> Exercise text:

****************************************

Kidney failure, which affects about 600,000
people in this country is treated either by dialysis or better if you can get one is a
kidney transplant. Unfortunately less than 10 percent of the people that need a kidney
transplant can get one. There are just not enough organs available. I’m Shuvo Roy.
I’m an associate professor in the Department of Bioengineering and Therapeutic Sciences.
This is our lab and we are working on an implantable bio artificial kidney to free the patients
from the burdens of dialysis, provide them improved quality of life and hopefully if
we do this right, okay, we’ll actually have something that’s actually going to cost
less than the current therapies today. Now, we know that the technology to get there exists.
Working in that infrastructure that California has become famous for and we’re applying
it in a way that’s not been applied before for medicine. I try to communicate the excitement
that we’re taking semi kinetic technology and applying it to medicine in an unprecedented
way. So, a current dialysis machine is the size of a refrigerator. And the key component
is that is a dialysis cartridge so it’s about two square meters of surface area. To
get the same amount of filtration, we need one-twentieth in the silicon filter. So we
take these membranes, cut them into little squares. We test each of the individual membranes
for how do they perform in terms of filtration. We challenge it with water and particles in
the water that are very small and we see how much water comes out and what particles come
out. And Steve here, is basically helping test the performance of this filter in a little
cartridge. This information then gets fed back to the people that are helping us in
membrane design or people who are helping us on surface modifications. We’d like to
make sure that blood doesn’t clot in silicon. So here I work with Zahora to basically take
the membranes we have and we can coat them with special molecules that make them blood
friendly. Preprinting is a big step in sort of helping us prototype. He can design different
versions so we can look at it. Part of engineering is you’ve got to look and feel, is it the
right size? Can a surgeon implant that? We’re testing and optimizing each of those components
individually so we make them as best as they can be. And then eventually bring them together.

****************************************

> Entries shown:

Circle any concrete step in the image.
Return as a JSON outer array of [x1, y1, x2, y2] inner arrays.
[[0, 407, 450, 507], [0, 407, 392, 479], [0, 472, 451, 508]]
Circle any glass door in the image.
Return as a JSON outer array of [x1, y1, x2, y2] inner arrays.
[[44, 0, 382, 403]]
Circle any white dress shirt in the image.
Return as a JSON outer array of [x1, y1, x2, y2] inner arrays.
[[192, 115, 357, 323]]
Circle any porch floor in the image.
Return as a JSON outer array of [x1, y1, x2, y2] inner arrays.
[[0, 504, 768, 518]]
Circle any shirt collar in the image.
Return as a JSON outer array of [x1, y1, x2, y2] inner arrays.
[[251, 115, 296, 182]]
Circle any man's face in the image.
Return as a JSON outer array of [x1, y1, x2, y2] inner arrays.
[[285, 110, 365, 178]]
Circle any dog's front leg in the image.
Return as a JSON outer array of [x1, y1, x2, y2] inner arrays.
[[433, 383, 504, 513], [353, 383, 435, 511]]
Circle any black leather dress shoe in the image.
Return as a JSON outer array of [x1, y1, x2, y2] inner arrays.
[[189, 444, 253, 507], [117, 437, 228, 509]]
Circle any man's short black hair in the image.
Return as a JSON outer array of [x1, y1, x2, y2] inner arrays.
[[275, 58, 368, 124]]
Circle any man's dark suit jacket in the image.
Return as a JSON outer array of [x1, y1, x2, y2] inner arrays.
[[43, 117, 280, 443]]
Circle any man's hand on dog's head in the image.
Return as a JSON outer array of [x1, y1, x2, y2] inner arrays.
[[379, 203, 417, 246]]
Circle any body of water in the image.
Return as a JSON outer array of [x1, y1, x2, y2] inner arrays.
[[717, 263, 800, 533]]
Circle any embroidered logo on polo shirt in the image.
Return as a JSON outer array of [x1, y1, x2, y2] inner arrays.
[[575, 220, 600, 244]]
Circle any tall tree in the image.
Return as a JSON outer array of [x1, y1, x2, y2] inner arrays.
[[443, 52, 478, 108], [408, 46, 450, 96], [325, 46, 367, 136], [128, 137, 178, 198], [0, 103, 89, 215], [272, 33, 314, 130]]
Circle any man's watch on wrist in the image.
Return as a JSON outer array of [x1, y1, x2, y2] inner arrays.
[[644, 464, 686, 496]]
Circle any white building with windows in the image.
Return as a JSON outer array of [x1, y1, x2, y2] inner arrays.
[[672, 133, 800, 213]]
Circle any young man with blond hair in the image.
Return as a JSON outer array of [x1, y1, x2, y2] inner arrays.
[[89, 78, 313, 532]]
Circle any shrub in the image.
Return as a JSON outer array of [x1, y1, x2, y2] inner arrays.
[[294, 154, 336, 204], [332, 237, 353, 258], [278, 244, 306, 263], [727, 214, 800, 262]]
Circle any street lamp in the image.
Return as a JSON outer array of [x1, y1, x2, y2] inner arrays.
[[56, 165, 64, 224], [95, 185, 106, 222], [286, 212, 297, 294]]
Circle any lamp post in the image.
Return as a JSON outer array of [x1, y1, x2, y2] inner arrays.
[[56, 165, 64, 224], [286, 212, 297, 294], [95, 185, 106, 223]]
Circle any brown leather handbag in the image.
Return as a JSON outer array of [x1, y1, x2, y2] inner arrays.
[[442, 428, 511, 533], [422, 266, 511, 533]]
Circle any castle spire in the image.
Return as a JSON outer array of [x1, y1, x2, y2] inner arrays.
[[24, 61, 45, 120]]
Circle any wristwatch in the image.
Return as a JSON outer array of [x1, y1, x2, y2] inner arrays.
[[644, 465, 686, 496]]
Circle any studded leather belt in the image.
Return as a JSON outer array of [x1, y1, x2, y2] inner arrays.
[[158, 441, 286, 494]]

****************************************

> What the task requires:
Could you carry on the transcript about the implantable bio artificial kidney from its last sentence? Nothing in the listing matters here.

> Expected answer:
So, what we have here is the prototype model. This is fake blood. Coming out here is our
fake urine and in practice we wanted a pump because the silicon membranes are so efficient
that our bodies own blood pressure will be able to drive the filtration. I feel excited
when we’re making progress. When I hear from patients, when I hear from physicians,
when I hear from students, when I hear from the other engineers that we can do this; look
at the impact. There are 600,000 people who have kidney failure in this country, two million
worldwide. Less than 20,000 transplants are performed every year. And on the waiting list
today which is the sickest of the sick that there are almost 100,000 people. If we can
deliver on this, we can provide an alternative therapy and a treatment option that doesn’t
exist today for the vast majority of people who are now forced to rely on dialysis.